_TASKS AND EXERCISES_
[1] According to the passage on fostering change, in which publication and issue did the article first appear?
[2] Please pull out the stretch of the passage on fostering change from "If we really" through "the inspirations, Meg.", word for word.
[3] Extend the passage on fostering change, picking up after its final sentence.

_PAGE_

+ + + + +

If we really start to sense the self-organizing capacity that is around us, we could realize that our efforts to foster change or to midwife change — not to manage change — have much support.
In my own work, I’m trying to feel more playful about it, and to take away some of the drama — “If we don’t get it right now, we’re all going to perish.” I believe that’s a true statement, but it doesn’t help me play with life the way I want to, the way in which I see life playing with us. I would like us just to be more experimental. We are not looking for the solutions, we’re just seeing what works for this system, with a deep respect for its interconnections. When it doesn’t work, we move on and try something else, and when it works, we feel very blessed.
Thanks for the inspirations, Meg.
Note: this article first appeared in the Noetic Sciences Review #37, Spring 1996. See my other posts on Aspen-Body Wisdom series here.

+ + + + +

_GIVEN DATA_
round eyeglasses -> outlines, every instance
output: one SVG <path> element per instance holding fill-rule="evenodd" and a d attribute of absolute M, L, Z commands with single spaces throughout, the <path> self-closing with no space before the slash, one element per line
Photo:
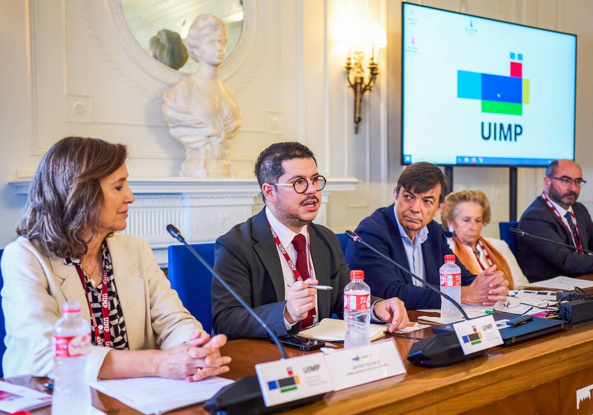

+ + + + +

_EXERCISE ANSWERS_
[1] It first appeared in the Noetic Sciences Review #37, Spring 1996.

[2]
If we really start to sense the self-organizing capacity that is around us, we could realize that our efforts to foster change or to midwife change — not to manage change — have much support.
In my own work, I’m trying to feel more playful about it, and to take away some of the drama — “If we don’t get it right now, we’re all going to perish.” I believe that’s a true statement, but it doesn’t help me play with life the way I want to, the way in which I see life playing with us. I would like us just to be more experimental. We are not looking for the solutions, we’re just seeing what works for this system, with a deep respect for its interconnections. When it doesn’t work, we move on and try something else, and when it works, we feel very blessed.
Thanks for the inspirations, Meg.

[3]
Kent10/31/2007 at 1:53 am
If you are leaving the “Aspen Body” series for a while, this seems like a good time to say “thanks” to you and the Aspens for sharing valuable insights. Getting to some truths is much like getting to an Aspen grove which is a thousand vertical feet above you; you can get there straight on but it is easier to take some switchbacks and approach it obliquely. That may be the greatest value underneath the surface of your metaphor, you get us there in a way we can understand and without exhausting us in the climb.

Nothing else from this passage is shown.